Page:
So my questions are, how do I:
a. Load the DataFrame and keep the string type of the zip codes stored in the Excel file?
b. Convert the numbers in the DataFrame into a five digit string e.g. "501" becomes "00501"?
As a workaround, you could convert the ints to 0-padded strings of length 5 using Series.str.zfill:
df['zipcode'] = df['zipcode'].astype(str).str.zfill(5)
Demo:
import pandas as pd
df = pd.DataFrame({'zipcode':['00501']})
df.to_excel('/tmp/out.xlsx')
xl = pd.ExcelFile('/tmp/out.xlsx')
df = xl.parse('Sheet1')
df['zipcode'] = df['zipcode'].astype(str).str.zfill(5)
print(df)
yields
zipcode
0 00501
You can avoid panda's type inference with a custom converter, e.g. if 'zipcode' was the header of the column with zipcodes:
dfz = xls.parse('Zip Codes', converters={'zipcode': lambda x:x})
This is arguably a bug since the column was originally string encoded, made an issue here
str(my_zip).zfill(5)
or
print("{0:>05s}".format(str(my_zip)))
are 2 of many many ways to do this
The previous answers have correctly suggested using zfill(5). However, if your zipcodes are already in float datatype for some reason (I recently encountered data like this), you first need to convert it to int. Then you can use zfill(5).
df = pd.DataFrame({'zipcode':[11.0, 11013.0]})
zipcode
0 11.0
1 11013.0
df['zipcode'] = df['zipcode'].astype(int).astype(str).str.zfill(5)
zipcode
0 00011
1 11013

Recorded data:
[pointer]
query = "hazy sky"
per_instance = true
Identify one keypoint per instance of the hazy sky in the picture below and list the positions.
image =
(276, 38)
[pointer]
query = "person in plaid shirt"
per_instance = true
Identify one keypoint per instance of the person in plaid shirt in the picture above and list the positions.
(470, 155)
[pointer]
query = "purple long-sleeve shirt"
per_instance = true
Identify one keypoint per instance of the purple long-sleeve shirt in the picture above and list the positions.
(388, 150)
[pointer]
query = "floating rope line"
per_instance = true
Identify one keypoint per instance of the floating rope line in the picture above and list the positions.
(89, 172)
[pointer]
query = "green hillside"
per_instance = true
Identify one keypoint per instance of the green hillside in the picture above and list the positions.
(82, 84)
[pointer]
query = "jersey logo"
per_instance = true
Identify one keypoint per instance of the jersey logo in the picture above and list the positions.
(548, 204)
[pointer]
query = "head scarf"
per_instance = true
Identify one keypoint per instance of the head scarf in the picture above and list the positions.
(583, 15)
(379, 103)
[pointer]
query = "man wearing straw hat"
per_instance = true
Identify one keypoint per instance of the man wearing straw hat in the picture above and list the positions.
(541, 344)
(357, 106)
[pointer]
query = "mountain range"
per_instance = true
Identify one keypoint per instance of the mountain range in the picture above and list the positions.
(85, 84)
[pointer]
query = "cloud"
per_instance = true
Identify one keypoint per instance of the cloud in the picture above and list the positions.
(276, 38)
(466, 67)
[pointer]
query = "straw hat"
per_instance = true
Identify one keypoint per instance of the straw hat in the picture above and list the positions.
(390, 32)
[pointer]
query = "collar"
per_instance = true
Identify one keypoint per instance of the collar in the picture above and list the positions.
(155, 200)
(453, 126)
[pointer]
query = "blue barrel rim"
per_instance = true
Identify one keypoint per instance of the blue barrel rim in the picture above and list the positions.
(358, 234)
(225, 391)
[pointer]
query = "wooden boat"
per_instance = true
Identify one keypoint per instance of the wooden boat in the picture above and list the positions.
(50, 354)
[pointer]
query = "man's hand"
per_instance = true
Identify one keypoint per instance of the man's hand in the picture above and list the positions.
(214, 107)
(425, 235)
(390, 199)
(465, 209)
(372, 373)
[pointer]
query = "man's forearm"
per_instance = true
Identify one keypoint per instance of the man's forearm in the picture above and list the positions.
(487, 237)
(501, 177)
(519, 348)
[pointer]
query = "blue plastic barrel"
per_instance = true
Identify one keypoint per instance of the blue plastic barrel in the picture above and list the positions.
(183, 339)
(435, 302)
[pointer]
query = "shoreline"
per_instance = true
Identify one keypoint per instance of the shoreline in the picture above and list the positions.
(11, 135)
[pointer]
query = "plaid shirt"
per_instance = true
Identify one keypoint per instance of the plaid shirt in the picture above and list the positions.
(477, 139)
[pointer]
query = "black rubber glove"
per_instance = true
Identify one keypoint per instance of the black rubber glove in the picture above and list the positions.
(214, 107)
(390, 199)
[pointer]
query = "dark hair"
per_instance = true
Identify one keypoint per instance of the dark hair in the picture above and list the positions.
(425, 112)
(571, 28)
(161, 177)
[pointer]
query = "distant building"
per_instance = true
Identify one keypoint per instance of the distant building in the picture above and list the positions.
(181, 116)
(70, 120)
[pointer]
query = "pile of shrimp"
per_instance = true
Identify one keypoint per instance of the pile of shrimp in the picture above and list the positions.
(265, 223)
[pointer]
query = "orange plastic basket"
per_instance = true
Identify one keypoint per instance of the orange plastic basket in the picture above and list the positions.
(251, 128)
...
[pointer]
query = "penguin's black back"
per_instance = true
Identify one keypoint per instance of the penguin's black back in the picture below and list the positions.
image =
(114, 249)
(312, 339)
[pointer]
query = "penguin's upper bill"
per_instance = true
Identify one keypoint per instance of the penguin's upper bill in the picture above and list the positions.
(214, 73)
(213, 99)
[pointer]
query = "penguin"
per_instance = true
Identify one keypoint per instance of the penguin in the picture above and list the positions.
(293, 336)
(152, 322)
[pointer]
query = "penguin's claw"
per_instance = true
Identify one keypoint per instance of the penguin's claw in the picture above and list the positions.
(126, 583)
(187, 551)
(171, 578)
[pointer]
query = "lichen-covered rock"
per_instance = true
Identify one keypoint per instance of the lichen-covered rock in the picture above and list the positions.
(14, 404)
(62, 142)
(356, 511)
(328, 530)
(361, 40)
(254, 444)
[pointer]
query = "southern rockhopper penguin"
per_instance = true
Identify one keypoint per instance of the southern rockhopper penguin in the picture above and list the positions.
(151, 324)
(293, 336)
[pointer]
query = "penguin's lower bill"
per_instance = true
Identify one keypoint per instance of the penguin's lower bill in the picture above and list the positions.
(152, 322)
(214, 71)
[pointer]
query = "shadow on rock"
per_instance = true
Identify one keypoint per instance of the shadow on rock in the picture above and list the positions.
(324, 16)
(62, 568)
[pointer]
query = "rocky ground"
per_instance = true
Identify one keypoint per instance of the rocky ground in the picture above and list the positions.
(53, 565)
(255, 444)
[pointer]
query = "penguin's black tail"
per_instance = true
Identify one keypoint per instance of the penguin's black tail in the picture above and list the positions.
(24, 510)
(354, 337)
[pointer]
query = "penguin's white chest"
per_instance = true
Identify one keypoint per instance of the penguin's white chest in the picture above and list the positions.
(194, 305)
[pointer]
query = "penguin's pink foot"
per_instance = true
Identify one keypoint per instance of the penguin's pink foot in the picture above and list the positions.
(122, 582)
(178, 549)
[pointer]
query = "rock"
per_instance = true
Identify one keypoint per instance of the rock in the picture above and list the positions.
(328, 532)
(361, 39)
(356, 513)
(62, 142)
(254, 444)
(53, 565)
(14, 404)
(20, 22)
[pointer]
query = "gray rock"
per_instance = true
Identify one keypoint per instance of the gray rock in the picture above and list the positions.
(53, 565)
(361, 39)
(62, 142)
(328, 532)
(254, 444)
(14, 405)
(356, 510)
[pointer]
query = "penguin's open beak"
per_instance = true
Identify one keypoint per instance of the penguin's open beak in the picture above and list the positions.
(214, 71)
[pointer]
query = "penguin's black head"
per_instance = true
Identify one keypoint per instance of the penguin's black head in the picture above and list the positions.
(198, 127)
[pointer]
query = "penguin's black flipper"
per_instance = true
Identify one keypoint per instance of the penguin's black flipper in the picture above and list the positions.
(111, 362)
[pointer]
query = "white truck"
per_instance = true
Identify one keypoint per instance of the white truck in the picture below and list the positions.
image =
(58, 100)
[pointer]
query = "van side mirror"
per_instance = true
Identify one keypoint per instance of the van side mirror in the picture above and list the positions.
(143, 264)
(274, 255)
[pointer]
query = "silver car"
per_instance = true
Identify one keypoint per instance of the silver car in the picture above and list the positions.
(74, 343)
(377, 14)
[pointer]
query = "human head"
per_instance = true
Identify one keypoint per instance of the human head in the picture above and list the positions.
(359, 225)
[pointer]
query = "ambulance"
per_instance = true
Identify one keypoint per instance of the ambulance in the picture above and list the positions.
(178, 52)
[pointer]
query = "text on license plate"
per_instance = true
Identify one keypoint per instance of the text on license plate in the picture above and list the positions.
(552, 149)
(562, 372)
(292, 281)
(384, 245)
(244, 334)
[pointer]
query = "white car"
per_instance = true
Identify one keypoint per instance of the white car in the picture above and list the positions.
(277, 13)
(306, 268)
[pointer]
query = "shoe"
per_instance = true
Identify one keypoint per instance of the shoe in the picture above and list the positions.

Goals:
a) Rewrite the paragraph of the zip code thread that begins "The previous answers have correctly suggested" in shorter form, keeping its main facts.
b) Report how many lines of the records contain the word "white". Give only the number.
The zip code thread and the records are unrelated to each other.

Answers to each task:
a) Earlier answers rightly recommend zfill(5). If the zip codes are stored as floats, first convert them to int, and then apply zfill(5).

b) 6